__PROBLEM DESCRIPTION__. Please reproduce every one of the records below word for word, leaving nothing out and changing nothing.

********

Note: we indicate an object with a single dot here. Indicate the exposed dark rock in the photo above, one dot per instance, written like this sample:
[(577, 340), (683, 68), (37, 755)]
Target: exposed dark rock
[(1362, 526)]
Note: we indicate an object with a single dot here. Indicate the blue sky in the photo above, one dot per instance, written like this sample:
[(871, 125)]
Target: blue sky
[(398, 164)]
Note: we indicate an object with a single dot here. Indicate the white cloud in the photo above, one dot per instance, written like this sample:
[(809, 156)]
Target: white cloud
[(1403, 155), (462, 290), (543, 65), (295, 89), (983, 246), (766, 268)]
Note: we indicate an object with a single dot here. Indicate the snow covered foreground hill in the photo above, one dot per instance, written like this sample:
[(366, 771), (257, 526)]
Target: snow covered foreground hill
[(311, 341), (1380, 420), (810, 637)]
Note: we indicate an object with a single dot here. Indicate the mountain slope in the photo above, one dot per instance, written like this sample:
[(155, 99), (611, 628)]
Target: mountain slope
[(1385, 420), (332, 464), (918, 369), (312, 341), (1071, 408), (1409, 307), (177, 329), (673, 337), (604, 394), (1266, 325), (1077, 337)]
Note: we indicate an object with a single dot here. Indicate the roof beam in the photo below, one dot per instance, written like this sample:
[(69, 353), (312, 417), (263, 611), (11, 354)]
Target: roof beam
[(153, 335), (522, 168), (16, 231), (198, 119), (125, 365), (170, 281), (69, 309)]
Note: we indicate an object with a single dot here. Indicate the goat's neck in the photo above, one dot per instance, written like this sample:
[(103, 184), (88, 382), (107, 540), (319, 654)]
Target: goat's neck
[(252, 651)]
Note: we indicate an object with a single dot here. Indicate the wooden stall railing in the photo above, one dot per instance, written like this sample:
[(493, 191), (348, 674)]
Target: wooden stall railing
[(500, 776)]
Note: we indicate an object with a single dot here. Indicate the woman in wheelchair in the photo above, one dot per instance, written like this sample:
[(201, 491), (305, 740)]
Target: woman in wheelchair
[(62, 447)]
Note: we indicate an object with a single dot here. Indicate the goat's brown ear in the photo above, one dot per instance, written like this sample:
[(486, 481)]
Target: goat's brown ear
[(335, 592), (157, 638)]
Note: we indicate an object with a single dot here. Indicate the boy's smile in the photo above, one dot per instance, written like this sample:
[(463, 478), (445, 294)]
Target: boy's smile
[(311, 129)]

********

__THE OUTPUT__.
Note: we indicate an object with a single dot here. Indicate the exposed dark rock in the photo above, one dot per instance, written like this sample:
[(577, 340), (683, 68), (37, 755)]
Target: exposed dark rock
[(1362, 526)]
Note: we indicate an object with a single dot here. Indicate the blue sky in the photo above, one dot per instance, written like this sample:
[(871, 125)]
Target: blue sky
[(398, 164)]
Note: we indicate an object with a single dot here. Indicate the white cloud in the photo above, one dot per instance, written like this sample:
[(809, 156)]
Target: white cloud
[(1403, 155), (462, 290), (543, 65), (295, 89), (983, 246), (766, 268)]
Note: we indicate an object with a single dot here. Indicate the snow covered foreground hill in the photo above, one dot per instance, written like this sample:
[(366, 771), (257, 526)]
Target: snow covered foreground hill
[(311, 341), (1380, 420), (810, 637)]
Note: we indicate an object with a single dot here. Indicate the mountain slope in the photo above, one dot per instance, written like this sample:
[(155, 99), (611, 628)]
Target: mountain slope
[(1385, 420), (332, 464), (918, 369), (312, 341), (1071, 408), (1409, 307), (177, 329), (673, 337), (604, 394), (1266, 325), (1077, 337)]
Note: we indicate an object with a single dot here. Indicate the roof beam in the photo below, one dot per instance, written like this sample:
[(69, 353), (312, 417), (263, 611), (11, 354)]
Target: roof beam
[(153, 335), (522, 168), (16, 231), (198, 119), (125, 365), (170, 281), (69, 309)]
Note: we indicate an object with a single dot here. Indicate the goat's neck in the photo above, one dot per instance, written like this sample:
[(103, 184), (88, 382), (107, 540), (319, 654)]
Target: goat's neck
[(252, 651)]
Note: we indicate an object with a single dot here. Indicate the wooden stall railing in the photo above, one dot per instance, written like this sample:
[(493, 191), (348, 674)]
Target: wooden stall railing
[(500, 776)]
Note: we indicate an object with a single dot here. Indicate the woman in wheelchair in the photo above, one dot per instance, written like this sample:
[(201, 491), (305, 740)]
Target: woman in wheelchair
[(62, 447)]
Note: we indicate an object with a single dot here. Indicate the goat's brown ear in the photo above, one dot per instance, written like this sample:
[(486, 481)]
Target: goat's brown ear
[(335, 592), (157, 638)]
Note: we indicate an object with a single dot here. Indicate the boy's smile in the photo above, one dot per instance, written like this sample:
[(463, 478), (445, 294)]
Target: boy's smile
[(311, 129)]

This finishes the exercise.